Rows of box annotation data

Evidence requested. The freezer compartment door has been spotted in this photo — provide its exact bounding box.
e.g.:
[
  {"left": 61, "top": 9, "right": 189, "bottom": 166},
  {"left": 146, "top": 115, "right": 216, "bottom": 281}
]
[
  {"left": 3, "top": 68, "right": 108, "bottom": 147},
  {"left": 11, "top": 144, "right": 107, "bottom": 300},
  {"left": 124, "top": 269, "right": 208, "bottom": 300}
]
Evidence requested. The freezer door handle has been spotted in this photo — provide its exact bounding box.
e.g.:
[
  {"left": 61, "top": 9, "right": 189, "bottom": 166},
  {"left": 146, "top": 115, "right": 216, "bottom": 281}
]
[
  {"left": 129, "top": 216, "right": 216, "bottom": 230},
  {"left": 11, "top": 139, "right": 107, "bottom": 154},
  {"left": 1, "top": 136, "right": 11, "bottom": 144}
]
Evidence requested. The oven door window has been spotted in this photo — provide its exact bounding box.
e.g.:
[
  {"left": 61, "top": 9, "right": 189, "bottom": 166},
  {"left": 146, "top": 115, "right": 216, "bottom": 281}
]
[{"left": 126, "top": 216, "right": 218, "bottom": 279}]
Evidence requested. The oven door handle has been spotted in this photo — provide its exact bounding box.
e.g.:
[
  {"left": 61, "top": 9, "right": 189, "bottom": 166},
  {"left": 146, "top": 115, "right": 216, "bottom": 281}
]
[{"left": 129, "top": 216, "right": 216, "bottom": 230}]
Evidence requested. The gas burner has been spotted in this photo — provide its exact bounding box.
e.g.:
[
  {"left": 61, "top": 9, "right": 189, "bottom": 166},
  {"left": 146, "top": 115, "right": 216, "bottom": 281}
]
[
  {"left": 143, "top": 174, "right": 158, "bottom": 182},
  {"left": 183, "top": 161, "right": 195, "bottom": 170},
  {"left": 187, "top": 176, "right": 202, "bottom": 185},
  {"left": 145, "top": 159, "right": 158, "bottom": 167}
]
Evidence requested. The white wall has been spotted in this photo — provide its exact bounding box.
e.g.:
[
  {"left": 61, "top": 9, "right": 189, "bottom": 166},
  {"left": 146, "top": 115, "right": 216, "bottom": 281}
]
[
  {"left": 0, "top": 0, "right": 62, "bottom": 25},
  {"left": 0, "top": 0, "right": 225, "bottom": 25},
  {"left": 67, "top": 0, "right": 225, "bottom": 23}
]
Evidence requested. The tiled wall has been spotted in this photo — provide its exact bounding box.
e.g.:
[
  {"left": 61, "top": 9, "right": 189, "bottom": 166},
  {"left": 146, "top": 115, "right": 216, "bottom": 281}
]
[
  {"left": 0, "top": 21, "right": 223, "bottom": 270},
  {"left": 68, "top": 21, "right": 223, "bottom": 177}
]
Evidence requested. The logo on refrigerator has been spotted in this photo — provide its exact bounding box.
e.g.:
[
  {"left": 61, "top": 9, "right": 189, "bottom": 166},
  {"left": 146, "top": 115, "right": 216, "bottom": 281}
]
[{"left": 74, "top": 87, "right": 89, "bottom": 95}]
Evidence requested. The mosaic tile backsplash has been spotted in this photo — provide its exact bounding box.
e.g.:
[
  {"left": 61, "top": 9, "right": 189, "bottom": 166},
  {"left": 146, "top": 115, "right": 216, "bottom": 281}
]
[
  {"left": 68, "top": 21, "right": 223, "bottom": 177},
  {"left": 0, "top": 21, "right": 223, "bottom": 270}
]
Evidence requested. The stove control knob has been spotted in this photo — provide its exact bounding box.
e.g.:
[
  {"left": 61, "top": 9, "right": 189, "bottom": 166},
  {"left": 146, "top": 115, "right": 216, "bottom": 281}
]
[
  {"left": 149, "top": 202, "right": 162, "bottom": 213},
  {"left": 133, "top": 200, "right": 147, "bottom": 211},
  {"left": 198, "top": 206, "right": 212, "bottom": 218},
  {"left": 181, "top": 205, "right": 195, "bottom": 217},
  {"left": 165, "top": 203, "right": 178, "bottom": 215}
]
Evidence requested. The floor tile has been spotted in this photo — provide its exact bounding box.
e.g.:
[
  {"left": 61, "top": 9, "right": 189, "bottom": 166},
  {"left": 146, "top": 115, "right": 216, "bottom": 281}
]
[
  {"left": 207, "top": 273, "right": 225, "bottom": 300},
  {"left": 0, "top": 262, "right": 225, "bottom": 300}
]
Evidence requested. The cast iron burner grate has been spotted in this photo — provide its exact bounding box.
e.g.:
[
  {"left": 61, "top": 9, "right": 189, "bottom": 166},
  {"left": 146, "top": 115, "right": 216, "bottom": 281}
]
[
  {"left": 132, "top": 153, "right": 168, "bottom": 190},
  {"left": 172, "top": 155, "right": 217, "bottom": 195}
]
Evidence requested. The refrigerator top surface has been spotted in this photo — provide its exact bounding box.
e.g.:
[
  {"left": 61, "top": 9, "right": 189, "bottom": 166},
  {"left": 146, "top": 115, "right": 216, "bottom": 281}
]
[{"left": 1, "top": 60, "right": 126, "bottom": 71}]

DIRECTIONS: How many lines in the entries above contain the string "handle"? Reply with the number alone.

RESULT BELOW: 2